▶ Task directions
Go through the entries and copy each one exactly. Leave none out.

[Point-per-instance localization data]
--------------------------------------------------
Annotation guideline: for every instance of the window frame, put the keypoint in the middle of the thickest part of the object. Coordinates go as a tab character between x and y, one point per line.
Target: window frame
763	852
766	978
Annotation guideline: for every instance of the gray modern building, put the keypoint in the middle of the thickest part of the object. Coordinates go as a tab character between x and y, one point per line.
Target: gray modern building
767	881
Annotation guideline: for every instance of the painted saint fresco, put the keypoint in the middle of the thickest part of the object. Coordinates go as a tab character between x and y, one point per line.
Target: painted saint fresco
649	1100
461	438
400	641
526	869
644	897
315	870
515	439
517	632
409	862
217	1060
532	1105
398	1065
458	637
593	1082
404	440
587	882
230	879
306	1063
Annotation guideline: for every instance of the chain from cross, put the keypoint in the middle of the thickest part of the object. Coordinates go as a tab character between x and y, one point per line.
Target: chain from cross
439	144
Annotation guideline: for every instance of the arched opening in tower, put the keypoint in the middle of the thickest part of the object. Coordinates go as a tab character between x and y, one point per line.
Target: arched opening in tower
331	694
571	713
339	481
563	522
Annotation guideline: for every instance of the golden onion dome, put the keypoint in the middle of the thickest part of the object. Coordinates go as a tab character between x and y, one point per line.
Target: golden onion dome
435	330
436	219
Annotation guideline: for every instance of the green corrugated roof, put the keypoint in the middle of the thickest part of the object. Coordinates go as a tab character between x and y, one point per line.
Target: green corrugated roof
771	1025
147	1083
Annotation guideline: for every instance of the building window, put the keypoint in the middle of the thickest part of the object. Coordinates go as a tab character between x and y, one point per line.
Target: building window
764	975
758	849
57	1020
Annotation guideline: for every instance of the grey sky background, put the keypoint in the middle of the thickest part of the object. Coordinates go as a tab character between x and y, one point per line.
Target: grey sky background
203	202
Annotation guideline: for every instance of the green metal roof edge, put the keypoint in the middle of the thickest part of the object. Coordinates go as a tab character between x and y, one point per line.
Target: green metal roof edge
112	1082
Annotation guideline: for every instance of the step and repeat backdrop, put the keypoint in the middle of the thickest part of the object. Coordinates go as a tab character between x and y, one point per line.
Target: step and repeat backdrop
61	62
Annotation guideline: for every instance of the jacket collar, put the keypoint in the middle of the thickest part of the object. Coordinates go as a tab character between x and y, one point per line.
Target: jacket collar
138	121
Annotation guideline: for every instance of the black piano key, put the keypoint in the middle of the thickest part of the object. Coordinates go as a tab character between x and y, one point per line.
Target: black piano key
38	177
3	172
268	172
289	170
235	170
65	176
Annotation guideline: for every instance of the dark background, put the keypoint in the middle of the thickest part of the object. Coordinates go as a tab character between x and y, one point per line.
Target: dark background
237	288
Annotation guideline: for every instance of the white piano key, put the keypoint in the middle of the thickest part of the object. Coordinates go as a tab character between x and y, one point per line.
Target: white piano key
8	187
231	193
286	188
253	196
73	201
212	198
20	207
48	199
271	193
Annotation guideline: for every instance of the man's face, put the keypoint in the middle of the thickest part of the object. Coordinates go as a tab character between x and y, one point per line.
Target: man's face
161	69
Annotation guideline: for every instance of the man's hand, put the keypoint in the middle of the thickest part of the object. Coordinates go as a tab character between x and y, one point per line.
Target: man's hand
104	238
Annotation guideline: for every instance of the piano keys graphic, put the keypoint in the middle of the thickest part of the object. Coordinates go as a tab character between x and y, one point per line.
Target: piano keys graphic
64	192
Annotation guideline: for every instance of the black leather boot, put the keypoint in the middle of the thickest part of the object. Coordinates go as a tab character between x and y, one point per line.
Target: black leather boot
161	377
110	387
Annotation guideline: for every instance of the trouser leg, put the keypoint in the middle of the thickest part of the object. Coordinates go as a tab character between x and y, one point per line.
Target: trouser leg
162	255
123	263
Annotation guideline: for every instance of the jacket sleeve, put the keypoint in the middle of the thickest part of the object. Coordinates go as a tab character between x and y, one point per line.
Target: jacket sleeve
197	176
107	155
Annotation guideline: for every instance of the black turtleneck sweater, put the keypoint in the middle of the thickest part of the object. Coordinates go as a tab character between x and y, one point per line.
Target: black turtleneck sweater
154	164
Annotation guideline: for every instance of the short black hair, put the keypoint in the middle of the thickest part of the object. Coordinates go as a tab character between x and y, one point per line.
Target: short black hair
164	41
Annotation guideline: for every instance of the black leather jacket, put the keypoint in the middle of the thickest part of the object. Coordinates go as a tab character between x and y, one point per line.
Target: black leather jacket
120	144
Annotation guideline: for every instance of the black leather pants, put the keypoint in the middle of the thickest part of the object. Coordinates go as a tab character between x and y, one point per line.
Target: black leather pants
--------------------------------------------------
▶ Expected answer
Annotation guideline: for every instance of the window frame, put the keypoint in the middle of the thickest part of the object. Coordinates go as a tab character between x and y, one point per line.
Target: window frame
763	852
766	978
Annotation guideline: for every instance of the gray modern building, put the keypoint in the middle of the thickest part of the object. Coordinates go as a tab character between x and y, one point per line.
Target: gray modern building
767	881
Annotation guideline: for every instance of the painted saint fresco, put the keypoint in the middle of the thickest part of the object. Coordinates go as a tab character between x and y, one point per line.
Target: painted saint fresco
649	1100
461	438
400	641
526	869
644	897
315	870
515	439
517	632
409	862
217	1060
532	1105
398	1065
458	637
593	1082
404	440
587	882
230	879
306	1063
Annotation guideline: for every instance of the chain from cross, put the keypoint in the middle of the thickest part of the object. Coordinates go as a tab character between x and y, one point per line.
Target: chain from cross
439	144
Annotation guideline: for every instance of the arched opening in tower, put the keypoint in the middle of the thickest part of the object. Coordinates go as a tab character between x and y, one point per line.
Target: arched opening in tower
331	694
571	713
339	481
563	522
Annotation guideline: for every instance of the golden onion dome, put the keypoint in the middle of the thickest part of the object. Coordinates go as a tab character between x and y, one point per line.
Target: golden onion dome
435	330
436	219
Annotation guideline: for every instance of the green corrugated roof, put the keypoint in the middle of the thickest part of the object. Coordinates go as a tab character between x and y, one point per line.
Target: green corrugated roof
771	1025
147	1083
Annotation guideline: for every instance of the building window, put the keypoint in the middle of the thickest part of the object. Coordinates go as a tab character between x and y, one point per line.
Target: building window
764	975
758	849
57	1020
Annotation guideline: for every instance of the grey sky background, put the keypoint in the middle of the thickest part of the object. Coordinates go as a tab character between x and y, one point per line.
Target: grey sky background
203	202
Annotation guideline: for every instance of the green metal roof edge, put the keypoint in the middle of the thickest part of the object. Coordinates go as a tab character between x and y, one point per line.
Target: green metal roof edge
112	1082
Annotation guideline: for every instance of the step and repeat backdrop, put the keypoint in the middle of the thickest part of the object. Coordinates go as a tab character between x and y, one point per line.
Target: step and repeat backdrop
61	62
Annotation guideline: for every instance of the jacket collar, put the keypoint in the middle of the thickest part of the object. Coordinates go as a tab character between x and y, one point per line.
Target: jacket collar
138	121
Annotation guideline: for every instance of the black piano key, put the keypoint in the middle of the thickest part of the object. Coordinates go as a tab character between x and y, one point per line.
Target: black piano key
38	177
3	172
268	172
289	170
235	170
65	176
Annotation guideline: for every instance of the dark background, put the keypoint in the middle of the thickest part of the object. Coordinates go as a tab character between x and y, one point per line.
Target: dark background
237	288
Annotation guideline: for every instance of the white piano key, put the keypoint in the middle of the thickest part of the object. Coordinates go as a tab character between x and y, one point per line.
Target: white piano key
8	187
231	193
286	188
253	196
73	201
212	198
20	207
48	199
271	193
Annotation guideline: for every instance of the man's face, put the keypoint in the middle of the thickest part of the object. Coordinates go as a tab character between x and y, one point per line.
Target: man's face
161	69
Annotation guideline: for every instance of the man's hand, put the keypoint in the middle of the thickest part of the object. Coordinates go as a tab character between x and y, one point per line.
Target: man's hand
104	238
Annotation guideline: for every instance of the piano keys graphic, put the keypoint in the middle of the thickest part of the object. Coordinates go as a tab character between x and y, one point per line.
Target: piano keys graphic
64	192
Annotation guideline: for every instance of the black leather boot, put the keypoint in the middle of the thickest part of the object. Coordinates go as a tab character between x and y, one point per line.
Target: black leather boot
161	377
110	387
Annotation guideline: for every instance of the trouser leg, put the keypoint in the middle of the thickest part of the object. Coordinates go as a tab character between x and y, one point per line.
Target: trouser leg
162	255
123	263
Annotation guideline: for every instance of the jacket sleeve, put the keypoint in the middle of the thickest part of the object. Coordinates go as a tab character between x and y, one point per line.
Target: jacket sleeve
197	176
107	155
Annotation guideline: for every instance of the black turtleneck sweater, put the keypoint in the middle of the thickest part of the object. Coordinates go as a tab character between x and y, one point per line.
Target: black turtleneck sweater
154	164
Annotation guideline: for every instance of the short black hair, put the keypoint in the middle of the thickest part of the object. Coordinates go as a tab character between x and y, one point per line.
Target: short black hair
164	41
Annotation guideline: for every instance of the black leather jacket, put the keypoint in the middle of the thickest part of the object. Coordinates go as a tab character between x and y, one point per line.
Target: black leather jacket
120	144
Annotation guideline: for every instance of the black leather pants, put the keypoint in the middle of the thickest part of the object. Coordinates go as a tab character between x and y, one point per line.
Target: black leather pants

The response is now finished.